▶ EXERCISE
Convert the part of the listing that opens with the line containing "Point to the striped necktie." and runs through the end of the listing into a JSON list of strings, one string per line, with blank lines omitted. Leave the pictures out.

▶ GIVEN DATA
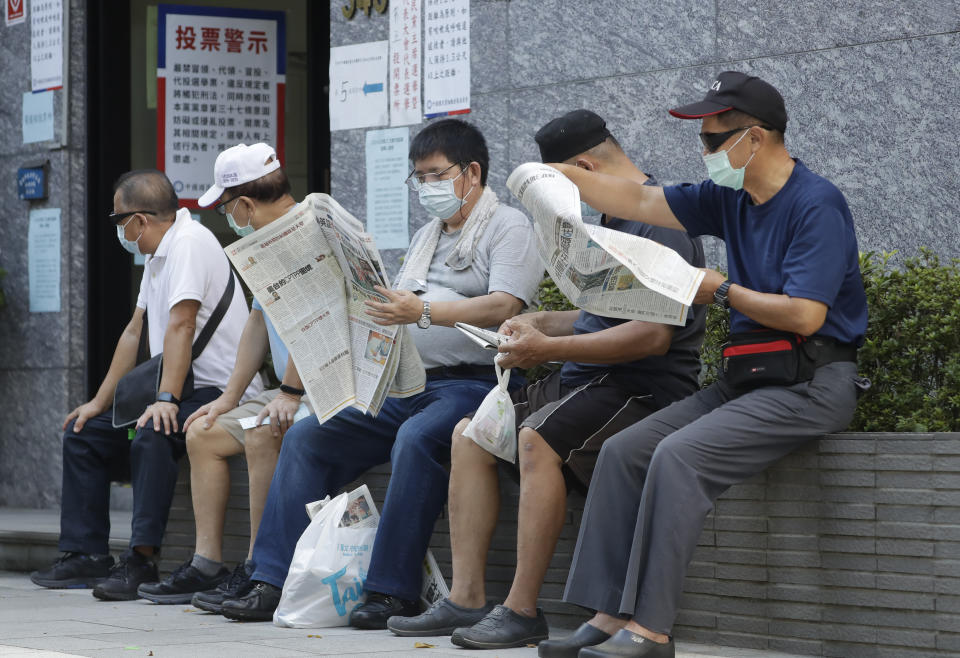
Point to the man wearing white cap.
(252, 190)
(187, 285)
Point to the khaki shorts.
(230, 421)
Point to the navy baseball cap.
(570, 135)
(733, 90)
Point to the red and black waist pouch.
(766, 358)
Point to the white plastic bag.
(494, 426)
(325, 580)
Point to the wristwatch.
(424, 320)
(163, 396)
(720, 299)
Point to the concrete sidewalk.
(37, 622)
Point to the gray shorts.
(575, 421)
(230, 421)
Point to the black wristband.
(291, 390)
(163, 396)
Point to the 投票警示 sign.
(221, 78)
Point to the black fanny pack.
(777, 358)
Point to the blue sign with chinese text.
(32, 183)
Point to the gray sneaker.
(502, 629)
(442, 618)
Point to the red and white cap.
(238, 165)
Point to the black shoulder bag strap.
(214, 321)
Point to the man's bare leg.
(474, 505)
(607, 623)
(210, 484)
(543, 507)
(262, 449)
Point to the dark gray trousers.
(657, 480)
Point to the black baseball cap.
(733, 90)
(570, 135)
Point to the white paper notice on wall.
(388, 203)
(446, 51)
(46, 44)
(43, 260)
(221, 80)
(37, 120)
(16, 11)
(405, 51)
(358, 85)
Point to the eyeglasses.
(221, 207)
(118, 217)
(713, 141)
(415, 180)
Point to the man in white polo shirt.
(252, 190)
(185, 275)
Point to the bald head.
(148, 189)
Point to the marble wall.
(42, 355)
(868, 86)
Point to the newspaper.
(488, 340)
(311, 270)
(600, 270)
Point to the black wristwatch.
(163, 396)
(720, 299)
(291, 390)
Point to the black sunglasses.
(221, 207)
(713, 141)
(118, 217)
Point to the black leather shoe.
(569, 647)
(627, 644)
(181, 585)
(130, 572)
(237, 585)
(373, 613)
(502, 628)
(74, 571)
(256, 605)
(443, 618)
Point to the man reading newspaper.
(798, 312)
(616, 373)
(474, 262)
(251, 190)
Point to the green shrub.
(912, 349)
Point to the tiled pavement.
(36, 622)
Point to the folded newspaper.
(485, 338)
(600, 270)
(311, 270)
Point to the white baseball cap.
(238, 165)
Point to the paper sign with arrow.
(358, 86)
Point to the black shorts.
(575, 421)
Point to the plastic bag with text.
(494, 427)
(325, 580)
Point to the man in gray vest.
(616, 372)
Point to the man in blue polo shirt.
(798, 313)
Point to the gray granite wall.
(42, 355)
(869, 85)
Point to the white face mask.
(132, 246)
(239, 230)
(439, 198)
(722, 172)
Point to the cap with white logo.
(733, 90)
(238, 165)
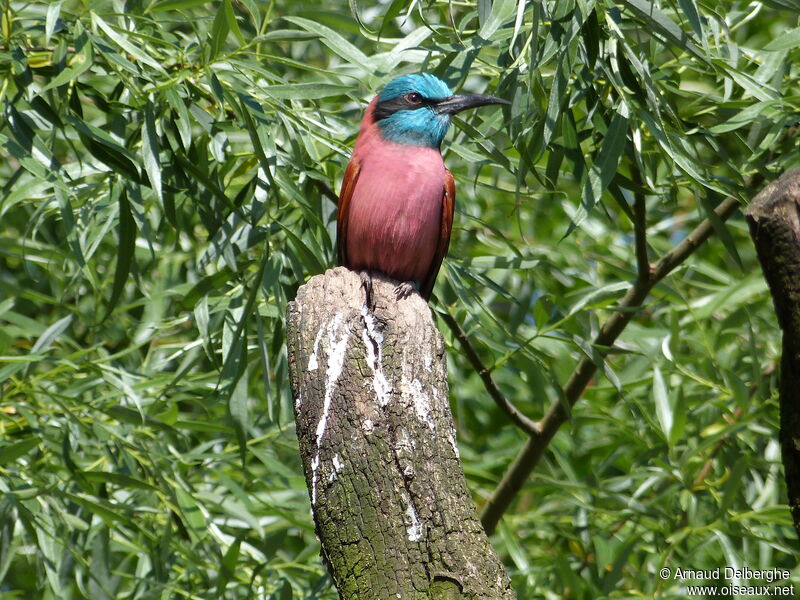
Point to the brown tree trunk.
(774, 219)
(378, 447)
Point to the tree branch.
(517, 417)
(640, 224)
(527, 459)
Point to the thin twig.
(640, 223)
(527, 459)
(520, 420)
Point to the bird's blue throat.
(406, 110)
(422, 127)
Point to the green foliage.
(168, 180)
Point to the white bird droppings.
(337, 350)
(313, 363)
(337, 465)
(373, 339)
(414, 529)
(422, 404)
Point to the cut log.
(774, 220)
(378, 446)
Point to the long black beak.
(455, 104)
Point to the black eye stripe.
(392, 105)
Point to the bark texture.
(774, 220)
(378, 447)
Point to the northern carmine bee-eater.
(396, 206)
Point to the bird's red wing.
(348, 185)
(448, 210)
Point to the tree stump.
(378, 446)
(774, 220)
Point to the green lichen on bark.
(774, 220)
(377, 442)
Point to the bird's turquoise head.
(416, 109)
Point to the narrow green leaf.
(230, 16)
(661, 398)
(502, 12)
(219, 33)
(335, 42)
(150, 148)
(192, 513)
(125, 250)
(51, 334)
(78, 63)
(122, 42)
(229, 563)
(788, 40)
(11, 452)
(306, 90)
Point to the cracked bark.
(774, 220)
(378, 447)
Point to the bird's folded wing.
(348, 185)
(448, 209)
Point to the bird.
(397, 200)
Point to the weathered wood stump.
(378, 447)
(774, 220)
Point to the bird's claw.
(403, 290)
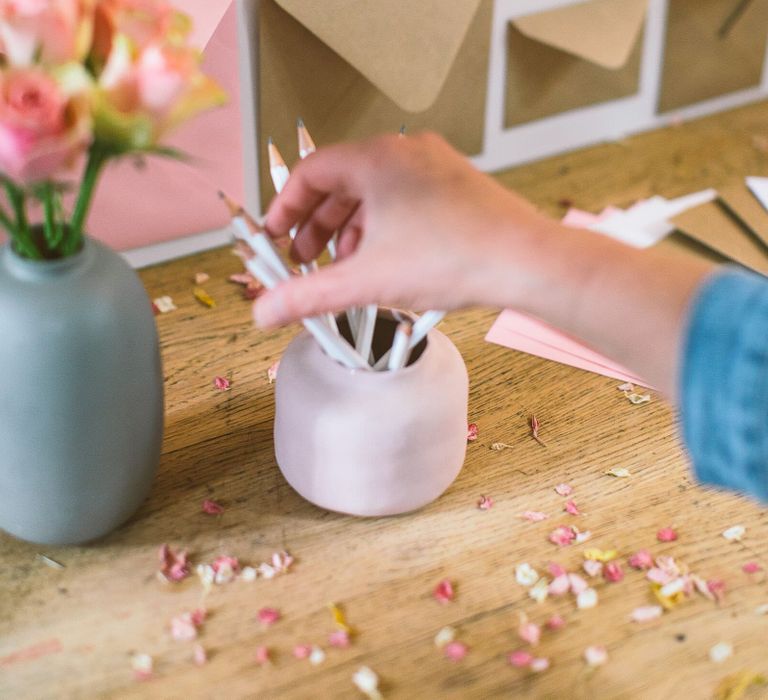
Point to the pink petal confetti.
(595, 655)
(443, 592)
(535, 426)
(520, 658)
(592, 567)
(562, 535)
(173, 565)
(613, 573)
(268, 616)
(533, 516)
(199, 655)
(302, 651)
(529, 632)
(641, 560)
(339, 639)
(555, 622)
(455, 651)
(572, 508)
(222, 383)
(485, 503)
(211, 507)
(646, 613)
(142, 666)
(666, 534)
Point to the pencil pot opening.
(371, 443)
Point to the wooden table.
(71, 632)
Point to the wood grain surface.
(70, 633)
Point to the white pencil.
(425, 323)
(400, 351)
(366, 328)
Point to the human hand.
(419, 228)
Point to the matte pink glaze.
(371, 443)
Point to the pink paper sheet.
(526, 334)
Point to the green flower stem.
(97, 157)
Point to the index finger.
(333, 170)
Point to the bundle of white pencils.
(264, 262)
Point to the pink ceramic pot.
(371, 443)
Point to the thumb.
(332, 288)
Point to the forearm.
(630, 304)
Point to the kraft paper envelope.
(572, 57)
(352, 68)
(700, 63)
(712, 226)
(745, 206)
(166, 199)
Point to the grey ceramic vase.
(81, 395)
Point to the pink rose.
(51, 31)
(42, 129)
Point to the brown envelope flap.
(405, 48)
(601, 31)
(711, 225)
(743, 204)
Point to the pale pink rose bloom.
(42, 132)
(51, 31)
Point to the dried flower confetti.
(586, 599)
(222, 383)
(520, 658)
(367, 682)
(316, 656)
(533, 516)
(203, 297)
(666, 534)
(142, 666)
(641, 560)
(211, 507)
(646, 613)
(455, 651)
(268, 616)
(199, 655)
(595, 655)
(555, 622)
(485, 503)
(445, 636)
(563, 535)
(613, 573)
(443, 592)
(735, 533)
(173, 565)
(572, 508)
(164, 304)
(526, 575)
(720, 652)
(535, 426)
(592, 567)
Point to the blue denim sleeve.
(724, 382)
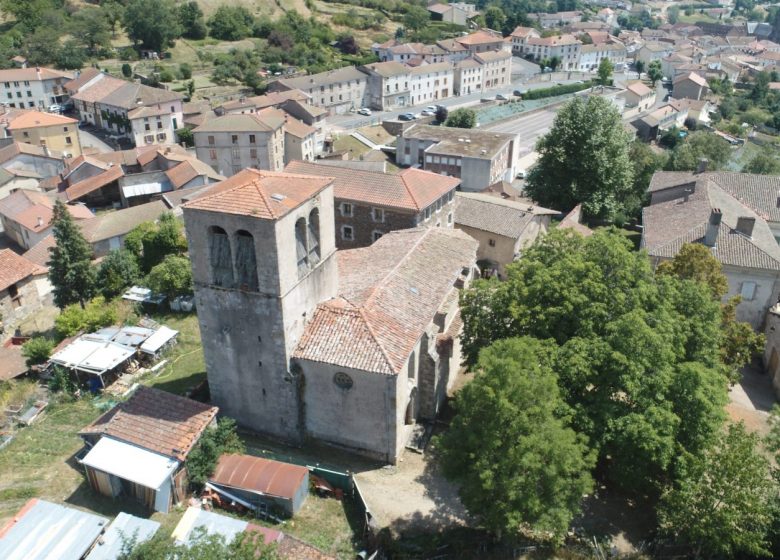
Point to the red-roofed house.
(371, 204)
(26, 216)
(23, 287)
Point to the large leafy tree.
(153, 23)
(70, 267)
(519, 466)
(722, 505)
(584, 159)
(638, 353)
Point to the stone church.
(301, 341)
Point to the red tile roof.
(263, 194)
(259, 475)
(157, 421)
(389, 294)
(15, 268)
(412, 189)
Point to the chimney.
(711, 237)
(745, 225)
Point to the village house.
(477, 157)
(26, 216)
(371, 204)
(690, 86)
(565, 48)
(638, 95)
(29, 88)
(519, 37)
(144, 114)
(233, 142)
(389, 85)
(138, 449)
(735, 215)
(49, 130)
(23, 290)
(340, 91)
(502, 227)
(592, 55)
(301, 341)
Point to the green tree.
(152, 23)
(201, 546)
(763, 163)
(584, 159)
(214, 443)
(627, 340)
(697, 146)
(231, 23)
(654, 72)
(90, 26)
(191, 20)
(416, 17)
(117, 272)
(37, 350)
(172, 277)
(722, 505)
(495, 18)
(605, 72)
(462, 118)
(70, 264)
(517, 463)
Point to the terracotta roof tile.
(15, 268)
(263, 194)
(412, 189)
(157, 421)
(389, 294)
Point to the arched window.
(246, 261)
(220, 257)
(314, 237)
(301, 250)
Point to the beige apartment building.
(47, 130)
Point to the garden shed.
(261, 484)
(139, 447)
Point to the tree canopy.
(70, 264)
(585, 159)
(638, 354)
(536, 483)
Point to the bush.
(212, 445)
(185, 70)
(556, 90)
(95, 315)
(37, 350)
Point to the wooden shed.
(262, 484)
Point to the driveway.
(89, 140)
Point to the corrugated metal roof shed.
(45, 531)
(256, 474)
(125, 526)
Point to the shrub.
(37, 350)
(95, 315)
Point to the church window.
(301, 251)
(220, 258)
(342, 380)
(246, 261)
(314, 237)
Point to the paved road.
(89, 140)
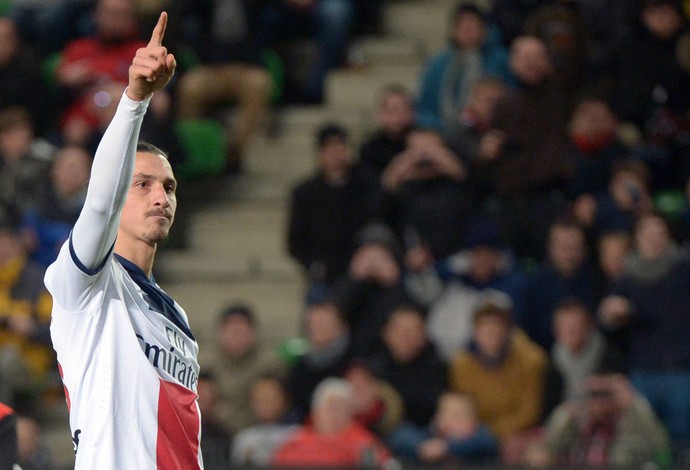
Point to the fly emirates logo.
(173, 358)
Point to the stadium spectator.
(579, 348)
(595, 145)
(372, 287)
(48, 223)
(25, 347)
(531, 171)
(650, 302)
(395, 114)
(240, 356)
(377, 405)
(455, 435)
(410, 364)
(475, 142)
(626, 198)
(474, 51)
(327, 355)
(612, 426)
(25, 160)
(425, 197)
(333, 438)
(502, 371)
(89, 63)
(320, 242)
(275, 422)
(486, 267)
(21, 81)
(565, 273)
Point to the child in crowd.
(275, 422)
(455, 434)
(395, 114)
(628, 196)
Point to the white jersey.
(127, 357)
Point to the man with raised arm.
(127, 356)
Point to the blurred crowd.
(498, 272)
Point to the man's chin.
(157, 236)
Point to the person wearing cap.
(238, 358)
(611, 426)
(485, 267)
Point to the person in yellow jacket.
(502, 370)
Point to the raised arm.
(96, 228)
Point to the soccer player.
(127, 356)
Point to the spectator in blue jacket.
(475, 51)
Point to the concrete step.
(278, 305)
(299, 124)
(358, 88)
(387, 50)
(423, 21)
(242, 240)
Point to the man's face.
(566, 249)
(150, 206)
(529, 60)
(395, 113)
(652, 238)
(469, 31)
(572, 328)
(405, 335)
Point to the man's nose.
(160, 196)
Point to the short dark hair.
(328, 132)
(492, 310)
(465, 7)
(147, 147)
(238, 309)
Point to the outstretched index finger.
(159, 30)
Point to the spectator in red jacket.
(333, 438)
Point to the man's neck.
(142, 256)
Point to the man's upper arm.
(70, 283)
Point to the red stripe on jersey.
(5, 411)
(177, 446)
(69, 402)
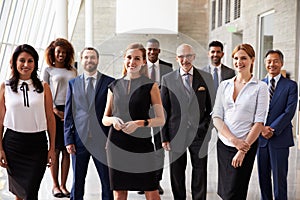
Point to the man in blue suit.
(277, 136)
(85, 135)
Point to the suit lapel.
(197, 80)
(178, 83)
(79, 87)
(279, 88)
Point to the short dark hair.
(91, 49)
(153, 40)
(281, 57)
(216, 43)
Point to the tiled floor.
(93, 185)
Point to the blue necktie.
(216, 78)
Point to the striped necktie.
(272, 88)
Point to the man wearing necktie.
(218, 70)
(187, 99)
(277, 135)
(85, 135)
(156, 69)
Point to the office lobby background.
(110, 25)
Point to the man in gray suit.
(218, 70)
(187, 100)
(156, 69)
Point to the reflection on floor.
(93, 185)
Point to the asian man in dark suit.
(218, 70)
(156, 69)
(85, 135)
(277, 135)
(187, 100)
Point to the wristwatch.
(146, 123)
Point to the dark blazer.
(84, 128)
(274, 152)
(186, 117)
(281, 112)
(226, 72)
(78, 112)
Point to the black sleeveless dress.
(131, 157)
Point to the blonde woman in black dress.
(130, 152)
(26, 113)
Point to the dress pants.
(199, 173)
(233, 182)
(80, 163)
(273, 160)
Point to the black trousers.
(233, 182)
(199, 172)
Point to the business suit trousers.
(199, 173)
(80, 163)
(233, 182)
(275, 160)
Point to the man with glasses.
(187, 99)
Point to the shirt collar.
(212, 67)
(276, 77)
(149, 64)
(183, 72)
(87, 76)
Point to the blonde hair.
(144, 68)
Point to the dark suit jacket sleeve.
(204, 125)
(68, 118)
(284, 119)
(166, 104)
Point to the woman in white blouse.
(239, 113)
(26, 113)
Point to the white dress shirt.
(250, 106)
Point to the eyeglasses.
(188, 56)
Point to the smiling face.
(215, 54)
(133, 61)
(89, 61)
(25, 65)
(152, 51)
(185, 56)
(60, 54)
(242, 62)
(273, 64)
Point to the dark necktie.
(187, 83)
(90, 90)
(216, 78)
(153, 76)
(272, 88)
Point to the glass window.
(213, 15)
(227, 14)
(220, 13)
(237, 9)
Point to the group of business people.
(115, 122)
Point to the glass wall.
(31, 22)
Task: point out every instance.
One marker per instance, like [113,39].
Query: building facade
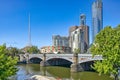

▶ EXPECTED ANSWER
[
  "Point to the striped necktie.",
  "(272, 88)",
  "Point to the man wearing necktie.",
  "(218, 70)",
  "(187, 99)",
  "(277, 135)",
  "(85, 135)",
  "(156, 69)",
  "Point to the office lobby background.",
  "(110, 25)",
  "Point to the man in gray suit.",
  "(218, 70)",
  "(187, 100)",
  "(156, 69)",
  "Point to the reflection on floor.",
  "(93, 185)",
  "Point to the asian man in dark suit.",
  "(218, 70)",
  "(156, 69)",
  "(85, 135)",
  "(277, 135)",
  "(187, 100)",
  "Point to the wristwatch.",
  "(146, 123)",
  "Point to the dark blazer.",
  "(84, 128)",
  "(274, 152)",
  "(186, 117)",
  "(281, 112)",
  "(226, 72)",
  "(78, 112)",
  "Point to the black sleeveless dress.",
  "(131, 157)",
  "Point to the blonde woman in black dress.",
  "(130, 152)",
  "(26, 113)",
  "Point to the dress pants.",
  "(199, 173)",
  "(233, 182)",
  "(80, 163)",
  "(273, 160)",
  "Point to the black trousers.",
  "(233, 182)",
  "(199, 172)",
  "Point to the business suit trousers.",
  "(199, 173)",
  "(80, 163)",
  "(233, 182)",
  "(275, 160)",
  "Point to the man with glasses.",
  "(187, 99)",
  "Point to the shirt collar.",
  "(212, 67)",
  "(276, 77)",
  "(149, 64)",
  "(183, 72)",
  "(87, 76)",
  "Point to the blonde hair.",
  "(144, 68)",
  "Point to the dark suit jacket sleeve.",
  "(204, 125)",
  "(68, 118)",
  "(284, 119)",
  "(166, 104)",
  "Point to the woman in white blouse.",
  "(239, 113)",
  "(26, 113)",
  "Point to the white dress shirt.",
  "(250, 106)",
  "Point to the eyeglasses.",
  "(188, 56)",
  "Point to the smiling face.",
  "(215, 54)",
  "(133, 61)",
  "(89, 61)",
  "(25, 65)",
  "(152, 51)",
  "(185, 56)",
  "(60, 54)",
  "(242, 62)",
  "(273, 64)",
  "Point to the dark necktie.",
  "(187, 83)",
  "(90, 90)",
  "(216, 78)",
  "(153, 76)",
  "(272, 88)",
  "Point to the glass window.",
  "(213, 15)",
  "(227, 14)",
  "(220, 13)",
  "(237, 9)",
  "Point to the group of business people.",
  "(115, 122)",
  "Point to the glass wall.",
  "(31, 22)",
  "Task: point out every instance.",
  "One marker per instance, like [113,39].",
  "Query: building facade"
]